[Point-per-instance localization data]

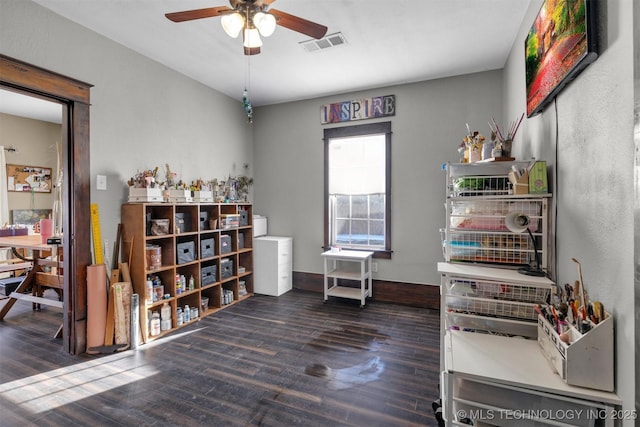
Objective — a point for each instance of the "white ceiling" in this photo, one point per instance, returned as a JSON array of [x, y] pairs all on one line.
[[389, 42]]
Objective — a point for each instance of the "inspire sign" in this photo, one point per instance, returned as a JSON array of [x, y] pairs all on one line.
[[359, 109]]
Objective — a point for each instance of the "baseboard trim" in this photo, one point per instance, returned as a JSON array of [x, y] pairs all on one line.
[[416, 295]]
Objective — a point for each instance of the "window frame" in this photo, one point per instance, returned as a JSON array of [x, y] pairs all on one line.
[[360, 130]]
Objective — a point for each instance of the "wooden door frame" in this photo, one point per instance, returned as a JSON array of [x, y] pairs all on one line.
[[73, 95]]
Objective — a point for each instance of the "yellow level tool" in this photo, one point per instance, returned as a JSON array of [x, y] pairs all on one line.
[[95, 230]]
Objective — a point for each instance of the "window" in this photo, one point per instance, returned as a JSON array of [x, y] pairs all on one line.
[[357, 187]]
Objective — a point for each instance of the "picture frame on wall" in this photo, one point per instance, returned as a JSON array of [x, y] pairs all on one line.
[[562, 41], [24, 178]]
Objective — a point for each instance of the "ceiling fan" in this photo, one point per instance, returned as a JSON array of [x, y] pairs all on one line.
[[253, 18]]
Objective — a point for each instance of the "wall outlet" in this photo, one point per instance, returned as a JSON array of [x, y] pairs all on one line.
[[101, 182]]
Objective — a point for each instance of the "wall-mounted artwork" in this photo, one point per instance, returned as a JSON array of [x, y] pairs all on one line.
[[24, 178], [29, 216], [561, 43]]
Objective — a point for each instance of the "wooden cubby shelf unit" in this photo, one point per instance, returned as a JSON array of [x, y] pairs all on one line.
[[190, 240]]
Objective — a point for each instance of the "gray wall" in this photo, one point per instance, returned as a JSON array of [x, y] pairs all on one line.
[[428, 127], [592, 159], [143, 114]]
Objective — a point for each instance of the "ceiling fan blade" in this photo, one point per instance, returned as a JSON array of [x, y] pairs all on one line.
[[251, 50], [189, 15], [298, 24]]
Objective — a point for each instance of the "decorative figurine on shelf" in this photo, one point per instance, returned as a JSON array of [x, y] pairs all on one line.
[[473, 144], [502, 142]]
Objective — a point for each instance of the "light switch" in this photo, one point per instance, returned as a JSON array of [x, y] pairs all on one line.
[[101, 182]]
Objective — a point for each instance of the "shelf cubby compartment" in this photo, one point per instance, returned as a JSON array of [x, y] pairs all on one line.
[[159, 220], [214, 301], [209, 274], [159, 254], [186, 219], [188, 271], [186, 249], [208, 246], [209, 217], [247, 282]]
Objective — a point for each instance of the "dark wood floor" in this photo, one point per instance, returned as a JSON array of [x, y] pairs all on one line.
[[267, 361]]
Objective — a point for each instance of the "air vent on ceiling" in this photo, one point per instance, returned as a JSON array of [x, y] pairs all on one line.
[[332, 40]]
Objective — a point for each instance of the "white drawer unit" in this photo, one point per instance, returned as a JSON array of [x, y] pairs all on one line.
[[272, 257], [488, 299], [500, 381]]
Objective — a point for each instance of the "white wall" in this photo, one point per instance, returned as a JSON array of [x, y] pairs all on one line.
[[142, 114], [593, 157], [35, 143], [428, 127]]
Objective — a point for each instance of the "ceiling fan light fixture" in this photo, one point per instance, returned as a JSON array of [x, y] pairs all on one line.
[[232, 24], [265, 23], [252, 38]]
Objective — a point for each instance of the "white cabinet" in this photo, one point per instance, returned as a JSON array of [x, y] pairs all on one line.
[[272, 258]]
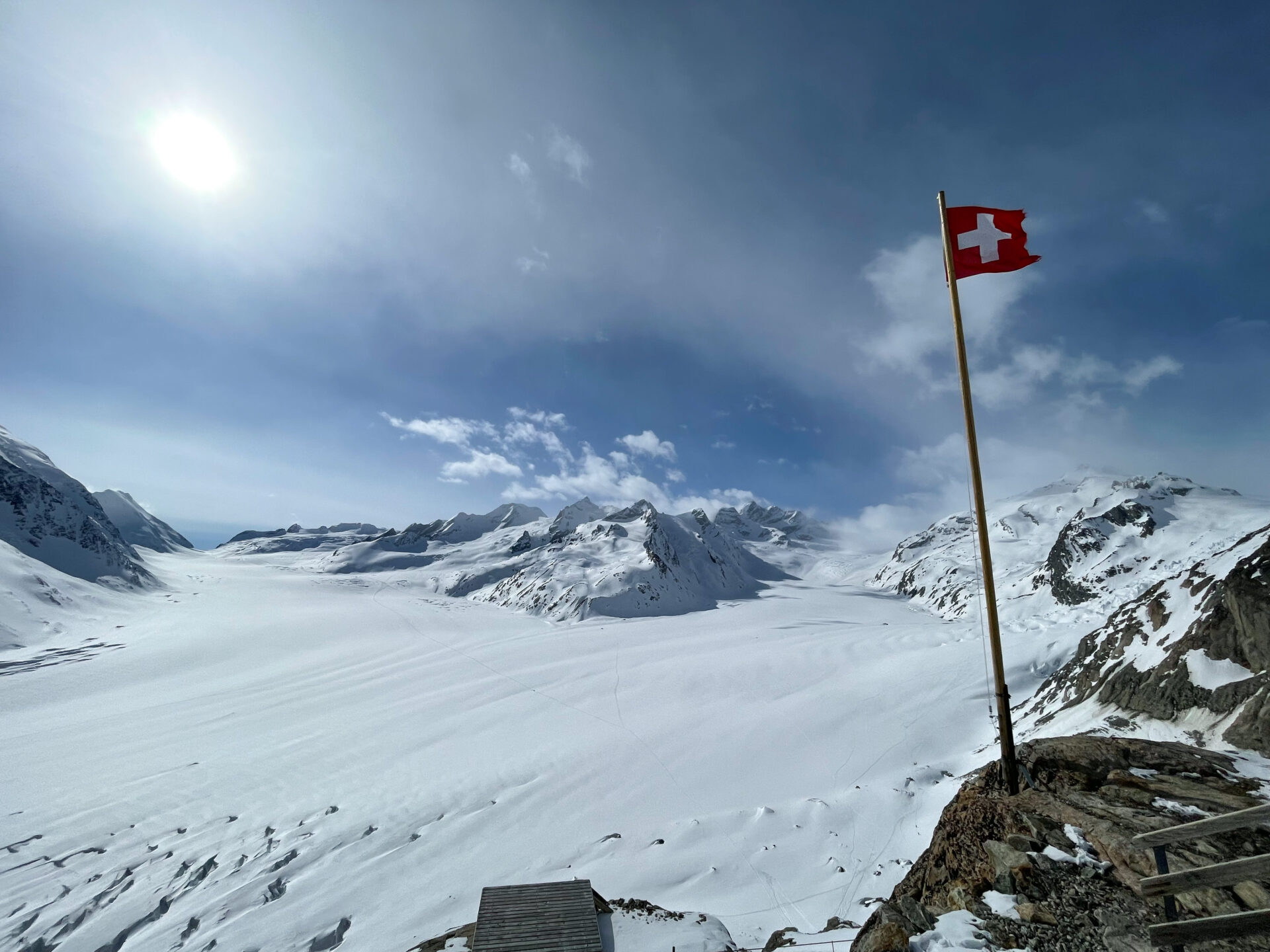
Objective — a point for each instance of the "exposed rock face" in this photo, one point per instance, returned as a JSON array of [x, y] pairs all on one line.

▶ _Work instruction_
The data above is to be printed exactly, all of it, except for the pictures.

▶ _Exercise solution_
Objective — a point for each instance of the "white ceiling" in this photo, one point per instance, returned as a JSON array of [x, y] pairs all on one line.
[[389, 42]]
Objective — a point for each instance of the "inspire sign" in this photo, one point per instance, returned as a JSON array of [x, y] pairs all on one line.
[[359, 109]]
Objective — a point for each instance of the "baseboard trim" in this photo, one point per instance, returned as a JSON array of [x, y] pairs all on one line.
[[416, 295]]
Objective — a point for each instance of the "window frame" in this photo, one point per instance, returned as a JSON array of [x, y] pairs all on one line.
[[360, 130]]
Objective — a point for each instance of the "wooden door frame" in this photo, one point per instance, returned as a JSON array of [x, y] pairs all on one line.
[[73, 95]]
Objective — a point for each instance of the "yellow level tool" in this photo, one point per instance, returned as a JSON array of [x, y] pairs all on one line.
[[95, 230]]
Objective — a point for each instance of the "window" in this photo, one point per instance, returned as a JSON array of [x, y] pairs all on one line.
[[357, 187]]
Objective — a point for each instance of the "picture frame on wall" in this photo, one point per instance, returned as a JSON array of [x, y] pairs all on one line.
[[562, 41], [24, 178]]
Objective — a point for each instance of the "ceiling fan" in this photo, one point per instance, returned as a JSON array of [x, y] pairs all on one line.
[[253, 18]]
Objective — a point for each instance of the "wall outlet" in this photo, one point per instance, returned as a JSON array of [x, y] pairs all on one line.
[[101, 182]]
Objective — a point for each instance of the "wall-mounted artwork" in this photo, one point per instance, returned as a JSON array of [x, y] pairs all on one line.
[[24, 178], [29, 216], [561, 43]]
Objective — a point for each instance of the "wooden cubby shelf unit" in this photo, one point per instance, returned as a JSON array of [x, y] pairs all on one line.
[[190, 240]]
Objective — a point for each instance of the "gray wall" in this photo, one point per instance, returned as a JSON array of [x, y] pairs all on one line.
[[428, 127], [592, 159], [143, 114]]
Objective — a point for each instance of the "ceiling fan blade" in this photo, one point per instance, returned as a JSON array of [x, y] pairs all on one line.
[[251, 50], [189, 15], [298, 24]]
Objective — a point for each instance of the "decorative figurine on shelf" in this photo, one point per instance, returned as a JSON array of [x, y] pairs all on one line.
[[473, 144], [502, 142]]
Objective — a point for each instance of the "light switch" in this photo, one point per instance, returned as a JSON array of [x, y] pairs all on one line.
[[101, 182]]
Objective — a point for each instance of the "shelf cubby compartment" in this photo, one point per instance, returned as a JSON array of [x, y] pairs all on one line.
[[159, 220], [214, 301], [209, 274], [159, 254], [186, 219], [188, 271], [186, 249], [208, 246], [209, 217], [247, 282]]
Objective — a point for each instance of the "dark wood floor" in this photo, one point per instance, returned as a JSON array of [x, y] pairs all on one line.
[[267, 361]]
Objective — a point for each instance of the "air vent on ceiling" in this photo, one point per instance, returned as a JSON array of [x, y] pairs all on one line.
[[332, 40]]
Objective — a point for each instance of the "white drawer unit" in this photo, one point per instance, returned as a JSON array of [x, y] pairs all on one line.
[[272, 257], [488, 299], [500, 381]]
Objective — a point for each instance of the "white wall" in this photo, one point per instance, returned as a JSON array of [x, y] pairs all on one line.
[[142, 114], [593, 157], [35, 143], [428, 127]]
Objective — a point for each instance of the "ceiling fan light fixture" in this photo, one point per instance, returned as a JSON array of [x, y] pairs all on one line.
[[232, 24], [265, 23], [252, 38]]
Objective — a point for each instance of the "white cabinet" in this photo, one point per instance, returned as a JSON array of [x, y] pairs all on one line.
[[272, 258]]
Objective — a point for each instance of the "exposed rock face" in this photo, one point per instance, returned as a JSON array of [x, y] pairs all on one line.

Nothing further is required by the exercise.